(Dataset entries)
┏━━

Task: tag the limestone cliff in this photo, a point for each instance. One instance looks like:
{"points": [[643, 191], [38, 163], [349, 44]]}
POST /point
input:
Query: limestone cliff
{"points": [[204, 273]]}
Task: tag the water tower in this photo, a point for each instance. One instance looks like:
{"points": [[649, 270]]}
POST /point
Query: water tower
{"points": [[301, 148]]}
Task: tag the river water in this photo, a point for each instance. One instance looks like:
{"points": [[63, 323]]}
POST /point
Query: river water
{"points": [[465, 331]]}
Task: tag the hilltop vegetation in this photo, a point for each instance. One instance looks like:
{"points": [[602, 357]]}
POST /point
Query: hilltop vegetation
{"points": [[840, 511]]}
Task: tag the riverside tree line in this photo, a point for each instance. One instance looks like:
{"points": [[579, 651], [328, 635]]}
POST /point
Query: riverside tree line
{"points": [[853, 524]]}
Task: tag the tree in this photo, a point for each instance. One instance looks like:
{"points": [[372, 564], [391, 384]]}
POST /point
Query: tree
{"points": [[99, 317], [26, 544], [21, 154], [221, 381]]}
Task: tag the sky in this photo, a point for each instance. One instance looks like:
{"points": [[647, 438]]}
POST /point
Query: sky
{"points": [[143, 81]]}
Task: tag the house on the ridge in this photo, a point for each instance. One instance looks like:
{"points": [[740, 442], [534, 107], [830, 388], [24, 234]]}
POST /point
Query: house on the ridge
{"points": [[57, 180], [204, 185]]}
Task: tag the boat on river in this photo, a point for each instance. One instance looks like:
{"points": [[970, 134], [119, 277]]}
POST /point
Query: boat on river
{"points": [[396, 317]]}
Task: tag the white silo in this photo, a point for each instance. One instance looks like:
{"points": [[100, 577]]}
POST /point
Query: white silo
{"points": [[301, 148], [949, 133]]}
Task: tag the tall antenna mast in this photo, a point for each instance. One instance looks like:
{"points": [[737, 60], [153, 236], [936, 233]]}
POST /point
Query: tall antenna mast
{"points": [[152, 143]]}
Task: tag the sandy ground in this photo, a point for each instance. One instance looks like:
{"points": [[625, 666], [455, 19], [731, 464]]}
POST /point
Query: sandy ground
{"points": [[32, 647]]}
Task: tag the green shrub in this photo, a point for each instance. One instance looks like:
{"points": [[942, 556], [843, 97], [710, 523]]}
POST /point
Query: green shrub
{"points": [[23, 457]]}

┗━━

== Problem to solve ==
The required output is the entries from their opening line through the line holding "Task: tag the water", repeated exactly, with both end lines kept.

== Result below ==
Task: tag the limestone cliff in this photo, a point for each instance. One instance looks like:
{"points": [[643, 191], [38, 163], [349, 44]]}
POST /point
input:
Query: limestone cliff
{"points": [[204, 273]]}
Task: tag the water tower in this photo, a point for each instance. One instance looks like:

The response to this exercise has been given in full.